If a line in the entries below includes "bowl", pick it out and copy it.
RECORDS SHOWN Block Start
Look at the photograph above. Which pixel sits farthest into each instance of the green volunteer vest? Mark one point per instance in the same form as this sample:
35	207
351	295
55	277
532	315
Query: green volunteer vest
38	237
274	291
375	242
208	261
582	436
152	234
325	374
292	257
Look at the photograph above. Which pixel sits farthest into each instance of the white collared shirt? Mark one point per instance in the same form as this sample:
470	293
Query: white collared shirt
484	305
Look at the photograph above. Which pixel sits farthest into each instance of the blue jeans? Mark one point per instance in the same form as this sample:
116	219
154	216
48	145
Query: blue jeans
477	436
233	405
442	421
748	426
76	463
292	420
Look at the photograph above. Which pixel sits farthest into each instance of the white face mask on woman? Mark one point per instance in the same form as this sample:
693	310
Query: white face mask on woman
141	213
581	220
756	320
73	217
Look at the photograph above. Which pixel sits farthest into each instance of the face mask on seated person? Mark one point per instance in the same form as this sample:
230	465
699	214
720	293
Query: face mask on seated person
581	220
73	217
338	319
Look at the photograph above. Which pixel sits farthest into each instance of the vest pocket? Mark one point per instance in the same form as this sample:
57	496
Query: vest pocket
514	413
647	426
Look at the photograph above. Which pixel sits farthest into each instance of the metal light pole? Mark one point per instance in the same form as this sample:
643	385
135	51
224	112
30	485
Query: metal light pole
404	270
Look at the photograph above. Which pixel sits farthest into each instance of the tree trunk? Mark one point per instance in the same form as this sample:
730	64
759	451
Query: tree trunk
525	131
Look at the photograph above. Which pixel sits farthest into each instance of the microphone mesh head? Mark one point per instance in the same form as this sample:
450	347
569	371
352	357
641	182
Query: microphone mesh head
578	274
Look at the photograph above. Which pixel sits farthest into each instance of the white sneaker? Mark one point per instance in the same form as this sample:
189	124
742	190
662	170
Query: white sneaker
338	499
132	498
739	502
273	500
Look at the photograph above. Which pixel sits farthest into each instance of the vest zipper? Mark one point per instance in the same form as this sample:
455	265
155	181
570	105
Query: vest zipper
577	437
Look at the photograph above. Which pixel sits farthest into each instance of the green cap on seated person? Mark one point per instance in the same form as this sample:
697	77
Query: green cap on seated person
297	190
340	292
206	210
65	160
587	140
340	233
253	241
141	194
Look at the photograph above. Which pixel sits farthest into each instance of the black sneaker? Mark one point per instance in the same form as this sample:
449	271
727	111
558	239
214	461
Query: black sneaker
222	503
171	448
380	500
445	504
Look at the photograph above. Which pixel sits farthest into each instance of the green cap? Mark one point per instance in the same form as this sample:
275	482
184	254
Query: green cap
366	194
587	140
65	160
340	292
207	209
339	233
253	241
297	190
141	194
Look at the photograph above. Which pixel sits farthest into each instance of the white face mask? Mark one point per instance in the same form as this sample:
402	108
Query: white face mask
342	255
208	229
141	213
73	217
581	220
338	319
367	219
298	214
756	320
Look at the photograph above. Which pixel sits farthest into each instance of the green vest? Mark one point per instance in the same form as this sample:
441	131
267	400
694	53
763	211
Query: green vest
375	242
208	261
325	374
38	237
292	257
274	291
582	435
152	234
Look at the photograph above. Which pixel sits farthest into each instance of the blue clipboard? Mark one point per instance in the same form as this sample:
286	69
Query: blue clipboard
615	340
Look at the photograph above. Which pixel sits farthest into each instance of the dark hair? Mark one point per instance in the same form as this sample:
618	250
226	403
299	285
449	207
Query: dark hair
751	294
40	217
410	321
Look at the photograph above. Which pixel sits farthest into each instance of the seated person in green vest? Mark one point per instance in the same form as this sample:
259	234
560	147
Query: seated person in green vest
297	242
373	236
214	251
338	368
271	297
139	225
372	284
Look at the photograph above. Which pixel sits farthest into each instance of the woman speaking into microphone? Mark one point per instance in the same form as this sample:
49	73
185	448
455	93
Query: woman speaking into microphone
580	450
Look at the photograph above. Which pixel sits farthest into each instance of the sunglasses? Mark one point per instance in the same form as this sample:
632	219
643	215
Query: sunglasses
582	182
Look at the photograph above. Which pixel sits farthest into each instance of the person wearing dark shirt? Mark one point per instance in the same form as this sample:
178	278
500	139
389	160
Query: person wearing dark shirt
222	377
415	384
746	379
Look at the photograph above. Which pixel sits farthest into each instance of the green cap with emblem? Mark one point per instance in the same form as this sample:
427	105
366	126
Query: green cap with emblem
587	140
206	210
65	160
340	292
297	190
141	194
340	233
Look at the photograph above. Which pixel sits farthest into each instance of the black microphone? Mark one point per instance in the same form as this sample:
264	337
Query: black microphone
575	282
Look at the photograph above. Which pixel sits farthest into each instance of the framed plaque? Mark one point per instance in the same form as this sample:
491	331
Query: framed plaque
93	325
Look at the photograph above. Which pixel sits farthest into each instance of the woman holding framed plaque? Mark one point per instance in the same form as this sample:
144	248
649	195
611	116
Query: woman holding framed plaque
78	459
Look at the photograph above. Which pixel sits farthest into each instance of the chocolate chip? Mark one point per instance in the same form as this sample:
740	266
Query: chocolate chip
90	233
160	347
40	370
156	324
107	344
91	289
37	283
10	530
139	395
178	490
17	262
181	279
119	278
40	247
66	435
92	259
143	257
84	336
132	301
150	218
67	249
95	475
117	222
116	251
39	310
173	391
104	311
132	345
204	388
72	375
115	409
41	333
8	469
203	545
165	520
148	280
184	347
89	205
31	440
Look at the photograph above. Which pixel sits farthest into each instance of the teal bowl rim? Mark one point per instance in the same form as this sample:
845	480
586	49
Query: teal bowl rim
RECORDS SHOWN Block End
* RESPONSE FOR THIS EXERCISE:
Look at the photograph above. Which pixel sits farthest into each instance of the teal bowl rim? Mark one point per instance in the same form as this sample:
Query: teal bowl rim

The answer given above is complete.